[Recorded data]
━━━━━━━━

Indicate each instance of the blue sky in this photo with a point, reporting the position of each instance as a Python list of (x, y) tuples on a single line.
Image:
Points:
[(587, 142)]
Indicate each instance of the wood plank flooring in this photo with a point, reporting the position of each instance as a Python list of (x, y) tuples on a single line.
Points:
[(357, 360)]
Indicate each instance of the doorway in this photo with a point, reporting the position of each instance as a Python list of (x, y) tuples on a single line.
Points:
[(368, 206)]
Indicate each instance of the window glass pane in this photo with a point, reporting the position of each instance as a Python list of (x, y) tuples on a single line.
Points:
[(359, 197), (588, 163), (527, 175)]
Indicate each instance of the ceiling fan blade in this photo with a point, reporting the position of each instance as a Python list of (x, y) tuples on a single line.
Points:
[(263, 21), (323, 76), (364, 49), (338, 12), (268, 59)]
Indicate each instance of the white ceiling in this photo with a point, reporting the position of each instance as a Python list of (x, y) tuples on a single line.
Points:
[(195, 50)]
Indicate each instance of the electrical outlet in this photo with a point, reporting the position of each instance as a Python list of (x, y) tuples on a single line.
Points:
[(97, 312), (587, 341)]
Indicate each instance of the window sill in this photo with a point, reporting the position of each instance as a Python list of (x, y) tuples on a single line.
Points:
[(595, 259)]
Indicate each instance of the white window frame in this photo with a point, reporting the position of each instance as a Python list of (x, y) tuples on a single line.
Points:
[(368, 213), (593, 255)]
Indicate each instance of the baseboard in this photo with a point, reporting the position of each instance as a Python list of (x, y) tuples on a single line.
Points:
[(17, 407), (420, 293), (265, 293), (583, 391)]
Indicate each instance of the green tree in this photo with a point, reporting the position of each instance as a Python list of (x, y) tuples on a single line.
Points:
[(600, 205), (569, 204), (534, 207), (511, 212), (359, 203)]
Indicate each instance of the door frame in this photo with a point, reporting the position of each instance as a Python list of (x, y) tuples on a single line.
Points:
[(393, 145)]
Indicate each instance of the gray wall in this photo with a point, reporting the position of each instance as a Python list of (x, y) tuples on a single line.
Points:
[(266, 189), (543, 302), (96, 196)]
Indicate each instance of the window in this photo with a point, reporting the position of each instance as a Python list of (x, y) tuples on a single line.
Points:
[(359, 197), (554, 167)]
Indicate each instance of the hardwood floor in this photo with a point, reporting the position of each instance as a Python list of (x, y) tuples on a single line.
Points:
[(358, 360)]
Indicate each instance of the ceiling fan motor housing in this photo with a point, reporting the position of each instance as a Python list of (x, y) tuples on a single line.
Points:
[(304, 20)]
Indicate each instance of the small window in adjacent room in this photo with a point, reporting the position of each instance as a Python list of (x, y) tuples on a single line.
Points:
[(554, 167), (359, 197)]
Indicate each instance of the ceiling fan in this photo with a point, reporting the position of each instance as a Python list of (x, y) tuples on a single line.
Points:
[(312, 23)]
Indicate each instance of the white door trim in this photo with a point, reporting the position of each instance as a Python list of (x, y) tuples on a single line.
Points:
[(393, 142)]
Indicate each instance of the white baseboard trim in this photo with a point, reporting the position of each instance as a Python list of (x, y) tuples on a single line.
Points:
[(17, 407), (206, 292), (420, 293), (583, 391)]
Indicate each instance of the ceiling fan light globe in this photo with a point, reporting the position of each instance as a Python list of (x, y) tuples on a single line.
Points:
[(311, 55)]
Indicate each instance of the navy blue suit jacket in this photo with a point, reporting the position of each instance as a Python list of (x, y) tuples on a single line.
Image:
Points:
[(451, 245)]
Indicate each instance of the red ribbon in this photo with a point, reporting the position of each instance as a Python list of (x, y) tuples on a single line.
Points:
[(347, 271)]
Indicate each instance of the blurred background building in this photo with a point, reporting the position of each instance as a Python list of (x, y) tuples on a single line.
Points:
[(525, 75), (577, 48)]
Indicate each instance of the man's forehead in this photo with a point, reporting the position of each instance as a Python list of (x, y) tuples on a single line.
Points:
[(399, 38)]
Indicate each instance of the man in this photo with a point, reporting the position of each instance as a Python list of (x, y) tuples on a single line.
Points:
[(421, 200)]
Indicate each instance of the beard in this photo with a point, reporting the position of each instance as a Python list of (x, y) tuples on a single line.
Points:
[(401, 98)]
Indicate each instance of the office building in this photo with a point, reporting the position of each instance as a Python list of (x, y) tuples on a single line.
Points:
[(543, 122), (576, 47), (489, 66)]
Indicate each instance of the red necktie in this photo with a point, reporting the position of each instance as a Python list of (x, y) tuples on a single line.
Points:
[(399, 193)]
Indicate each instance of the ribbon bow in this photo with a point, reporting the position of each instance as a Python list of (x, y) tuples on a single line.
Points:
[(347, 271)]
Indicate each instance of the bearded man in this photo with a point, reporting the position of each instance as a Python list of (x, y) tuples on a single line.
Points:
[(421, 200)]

━━━━━━━━

» **WHAT TO WORK ON**:
Can you format the lines above as a Markdown table with columns named Row and Line, starting at the line that has "Indicate each instance of the white ceiling" and stopping after the line that has "[(195, 50)]"? Leave out any blank lines.

» **THE REPLY**:
| Row | Line |
|---|---|
| 1 | Indicate each instance of the white ceiling in this photo with a point, reporting the position of each instance as a Python list of (x, y) tuples on a single line. |
| 2 | Points: |
| 3 | [(195, 50)] |